* _EXERCISE DETAILS_: Write out everything from the line containing "Double-checking: the white" down to the last of the rows below, with no changes.
** start MATERIAL **
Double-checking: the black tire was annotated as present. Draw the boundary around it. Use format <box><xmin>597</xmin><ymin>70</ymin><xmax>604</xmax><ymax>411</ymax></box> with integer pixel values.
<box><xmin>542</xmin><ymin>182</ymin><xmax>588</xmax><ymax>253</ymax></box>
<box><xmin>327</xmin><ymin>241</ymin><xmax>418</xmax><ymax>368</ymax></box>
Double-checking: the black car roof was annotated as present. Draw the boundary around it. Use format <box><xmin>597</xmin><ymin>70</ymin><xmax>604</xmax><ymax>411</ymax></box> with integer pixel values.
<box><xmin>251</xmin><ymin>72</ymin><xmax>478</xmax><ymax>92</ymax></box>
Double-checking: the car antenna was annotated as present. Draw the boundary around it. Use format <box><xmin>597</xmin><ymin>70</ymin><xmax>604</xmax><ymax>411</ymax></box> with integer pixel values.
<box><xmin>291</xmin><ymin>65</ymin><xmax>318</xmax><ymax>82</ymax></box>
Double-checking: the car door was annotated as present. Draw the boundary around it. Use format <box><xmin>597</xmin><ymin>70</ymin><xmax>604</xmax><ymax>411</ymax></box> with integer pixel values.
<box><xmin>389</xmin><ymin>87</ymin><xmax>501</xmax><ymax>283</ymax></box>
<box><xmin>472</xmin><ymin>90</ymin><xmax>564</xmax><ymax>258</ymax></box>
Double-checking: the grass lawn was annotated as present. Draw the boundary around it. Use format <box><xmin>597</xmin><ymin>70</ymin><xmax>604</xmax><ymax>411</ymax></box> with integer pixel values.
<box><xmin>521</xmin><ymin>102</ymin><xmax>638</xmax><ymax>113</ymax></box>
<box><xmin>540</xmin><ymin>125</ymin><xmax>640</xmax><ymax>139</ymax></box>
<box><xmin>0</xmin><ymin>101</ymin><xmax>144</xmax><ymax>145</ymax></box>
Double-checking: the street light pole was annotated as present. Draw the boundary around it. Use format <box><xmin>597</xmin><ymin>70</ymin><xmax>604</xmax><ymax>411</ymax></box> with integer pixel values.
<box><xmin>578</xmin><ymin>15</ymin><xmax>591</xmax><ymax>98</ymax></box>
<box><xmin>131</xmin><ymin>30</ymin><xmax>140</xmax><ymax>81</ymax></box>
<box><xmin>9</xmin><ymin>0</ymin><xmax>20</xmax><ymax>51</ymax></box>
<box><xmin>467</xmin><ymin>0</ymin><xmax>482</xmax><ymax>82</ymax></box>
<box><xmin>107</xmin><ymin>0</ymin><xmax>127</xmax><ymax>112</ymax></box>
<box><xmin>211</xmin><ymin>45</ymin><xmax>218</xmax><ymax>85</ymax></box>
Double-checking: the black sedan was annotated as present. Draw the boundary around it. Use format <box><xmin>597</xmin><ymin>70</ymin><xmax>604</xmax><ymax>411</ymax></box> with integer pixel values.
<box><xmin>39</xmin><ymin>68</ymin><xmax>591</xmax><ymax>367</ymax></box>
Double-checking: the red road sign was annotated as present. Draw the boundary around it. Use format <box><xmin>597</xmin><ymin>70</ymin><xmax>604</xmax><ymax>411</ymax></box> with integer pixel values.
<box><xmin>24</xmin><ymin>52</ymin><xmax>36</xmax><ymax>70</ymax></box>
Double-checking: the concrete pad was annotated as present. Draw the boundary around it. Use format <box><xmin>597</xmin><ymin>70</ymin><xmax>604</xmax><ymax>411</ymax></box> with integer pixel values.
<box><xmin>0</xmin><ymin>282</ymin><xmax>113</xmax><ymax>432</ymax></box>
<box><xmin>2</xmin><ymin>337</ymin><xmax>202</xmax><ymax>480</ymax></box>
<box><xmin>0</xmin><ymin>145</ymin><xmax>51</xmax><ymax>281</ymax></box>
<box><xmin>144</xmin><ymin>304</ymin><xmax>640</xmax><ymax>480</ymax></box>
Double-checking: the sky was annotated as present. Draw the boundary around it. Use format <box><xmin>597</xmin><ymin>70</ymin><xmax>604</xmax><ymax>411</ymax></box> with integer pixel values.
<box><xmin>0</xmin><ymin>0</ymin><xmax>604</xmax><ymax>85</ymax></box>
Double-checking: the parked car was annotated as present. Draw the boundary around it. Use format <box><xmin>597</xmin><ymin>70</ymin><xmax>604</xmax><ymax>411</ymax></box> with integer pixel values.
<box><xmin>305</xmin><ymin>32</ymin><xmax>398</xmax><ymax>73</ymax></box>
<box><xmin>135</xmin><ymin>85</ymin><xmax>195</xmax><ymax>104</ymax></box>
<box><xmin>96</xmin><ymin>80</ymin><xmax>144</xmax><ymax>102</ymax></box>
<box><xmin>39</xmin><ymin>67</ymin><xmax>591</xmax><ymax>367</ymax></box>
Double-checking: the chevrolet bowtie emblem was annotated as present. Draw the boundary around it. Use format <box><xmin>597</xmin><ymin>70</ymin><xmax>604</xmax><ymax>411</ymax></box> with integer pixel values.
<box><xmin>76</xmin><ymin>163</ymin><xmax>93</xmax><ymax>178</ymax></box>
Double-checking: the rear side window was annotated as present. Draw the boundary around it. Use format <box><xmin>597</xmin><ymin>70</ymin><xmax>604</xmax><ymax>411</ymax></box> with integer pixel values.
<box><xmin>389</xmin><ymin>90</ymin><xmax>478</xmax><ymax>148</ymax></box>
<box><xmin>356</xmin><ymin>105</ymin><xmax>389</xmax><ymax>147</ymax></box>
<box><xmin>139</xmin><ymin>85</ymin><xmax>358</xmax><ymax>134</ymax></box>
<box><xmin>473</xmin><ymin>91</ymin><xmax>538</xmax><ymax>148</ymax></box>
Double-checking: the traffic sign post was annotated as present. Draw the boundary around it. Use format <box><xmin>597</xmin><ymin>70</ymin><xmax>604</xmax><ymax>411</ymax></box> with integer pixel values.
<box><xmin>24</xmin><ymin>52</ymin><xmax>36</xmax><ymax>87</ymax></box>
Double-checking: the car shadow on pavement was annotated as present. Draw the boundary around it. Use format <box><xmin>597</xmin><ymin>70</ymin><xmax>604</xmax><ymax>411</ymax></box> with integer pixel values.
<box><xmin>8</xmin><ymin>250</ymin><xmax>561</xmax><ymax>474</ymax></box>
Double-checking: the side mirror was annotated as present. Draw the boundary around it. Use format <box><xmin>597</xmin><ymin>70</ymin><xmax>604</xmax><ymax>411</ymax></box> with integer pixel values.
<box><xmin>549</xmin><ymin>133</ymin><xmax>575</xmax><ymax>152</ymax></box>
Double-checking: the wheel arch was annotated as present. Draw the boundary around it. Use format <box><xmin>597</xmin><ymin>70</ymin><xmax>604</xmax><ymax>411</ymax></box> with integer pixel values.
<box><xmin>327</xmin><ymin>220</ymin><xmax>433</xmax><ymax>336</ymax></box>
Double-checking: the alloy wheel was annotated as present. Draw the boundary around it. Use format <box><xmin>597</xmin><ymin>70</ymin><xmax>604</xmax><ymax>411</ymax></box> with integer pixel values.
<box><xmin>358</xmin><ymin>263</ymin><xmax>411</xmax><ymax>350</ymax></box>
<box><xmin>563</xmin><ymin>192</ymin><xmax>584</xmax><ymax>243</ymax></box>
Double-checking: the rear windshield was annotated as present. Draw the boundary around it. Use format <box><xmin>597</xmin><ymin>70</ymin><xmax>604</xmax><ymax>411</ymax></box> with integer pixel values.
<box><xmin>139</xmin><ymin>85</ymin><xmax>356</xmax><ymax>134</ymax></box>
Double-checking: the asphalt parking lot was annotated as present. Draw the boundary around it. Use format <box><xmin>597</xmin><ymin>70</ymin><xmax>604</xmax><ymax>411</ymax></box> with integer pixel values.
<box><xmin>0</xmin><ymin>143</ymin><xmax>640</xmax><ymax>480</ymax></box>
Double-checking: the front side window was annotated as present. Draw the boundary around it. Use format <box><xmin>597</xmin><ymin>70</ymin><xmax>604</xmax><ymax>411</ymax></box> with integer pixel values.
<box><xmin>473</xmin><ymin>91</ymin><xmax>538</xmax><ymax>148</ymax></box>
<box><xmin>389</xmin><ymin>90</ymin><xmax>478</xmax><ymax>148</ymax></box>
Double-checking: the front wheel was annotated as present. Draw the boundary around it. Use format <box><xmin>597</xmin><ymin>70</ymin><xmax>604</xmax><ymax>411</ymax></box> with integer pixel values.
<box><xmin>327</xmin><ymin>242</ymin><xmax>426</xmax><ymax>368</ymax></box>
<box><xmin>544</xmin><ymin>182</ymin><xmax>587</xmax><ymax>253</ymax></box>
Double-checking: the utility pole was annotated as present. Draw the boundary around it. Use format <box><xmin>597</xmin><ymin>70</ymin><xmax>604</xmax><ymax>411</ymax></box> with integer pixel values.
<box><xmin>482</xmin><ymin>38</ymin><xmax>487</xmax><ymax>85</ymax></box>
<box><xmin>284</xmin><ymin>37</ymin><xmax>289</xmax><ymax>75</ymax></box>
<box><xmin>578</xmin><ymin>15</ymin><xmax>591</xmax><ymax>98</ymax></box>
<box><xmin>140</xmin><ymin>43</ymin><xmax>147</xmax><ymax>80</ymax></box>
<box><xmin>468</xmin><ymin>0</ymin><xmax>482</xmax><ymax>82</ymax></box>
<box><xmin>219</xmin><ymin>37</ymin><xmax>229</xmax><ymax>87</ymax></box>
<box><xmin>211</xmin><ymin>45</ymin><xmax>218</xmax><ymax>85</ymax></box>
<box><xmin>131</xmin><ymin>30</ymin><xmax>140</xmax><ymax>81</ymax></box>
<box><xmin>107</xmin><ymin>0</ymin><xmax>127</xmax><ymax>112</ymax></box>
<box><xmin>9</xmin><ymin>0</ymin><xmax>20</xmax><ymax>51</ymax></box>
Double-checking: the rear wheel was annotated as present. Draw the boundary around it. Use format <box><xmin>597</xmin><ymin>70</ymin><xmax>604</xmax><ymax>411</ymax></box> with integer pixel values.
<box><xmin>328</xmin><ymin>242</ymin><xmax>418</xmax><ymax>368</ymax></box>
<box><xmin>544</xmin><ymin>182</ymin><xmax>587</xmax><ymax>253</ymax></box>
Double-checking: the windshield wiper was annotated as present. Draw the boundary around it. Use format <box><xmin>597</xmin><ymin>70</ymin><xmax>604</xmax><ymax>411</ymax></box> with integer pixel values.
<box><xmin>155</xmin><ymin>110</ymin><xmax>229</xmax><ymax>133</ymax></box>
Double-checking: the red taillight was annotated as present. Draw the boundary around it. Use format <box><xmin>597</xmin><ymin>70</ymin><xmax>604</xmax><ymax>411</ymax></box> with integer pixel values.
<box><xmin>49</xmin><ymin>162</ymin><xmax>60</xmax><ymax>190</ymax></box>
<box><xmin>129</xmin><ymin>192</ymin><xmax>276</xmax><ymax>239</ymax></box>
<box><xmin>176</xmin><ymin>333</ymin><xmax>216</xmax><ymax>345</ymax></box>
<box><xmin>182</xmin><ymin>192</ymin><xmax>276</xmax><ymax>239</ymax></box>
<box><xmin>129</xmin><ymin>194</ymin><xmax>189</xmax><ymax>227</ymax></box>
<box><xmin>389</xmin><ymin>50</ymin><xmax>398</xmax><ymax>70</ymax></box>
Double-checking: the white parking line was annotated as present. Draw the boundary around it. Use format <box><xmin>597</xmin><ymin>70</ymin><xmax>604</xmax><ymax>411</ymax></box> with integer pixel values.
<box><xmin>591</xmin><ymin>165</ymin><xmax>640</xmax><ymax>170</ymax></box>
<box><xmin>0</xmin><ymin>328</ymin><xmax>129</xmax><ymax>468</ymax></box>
** end MATERIAL **
* _RESPONSE TO THE EXERCISE_:
Double-checking: the white parking line was annotated as present. Draw the boundary around it. Use format <box><xmin>597</xmin><ymin>70</ymin><xmax>604</xmax><ymax>411</ymax></box> with integer pixel values.
<box><xmin>591</xmin><ymin>165</ymin><xmax>640</xmax><ymax>170</ymax></box>
<box><xmin>0</xmin><ymin>328</ymin><xmax>129</xmax><ymax>468</ymax></box>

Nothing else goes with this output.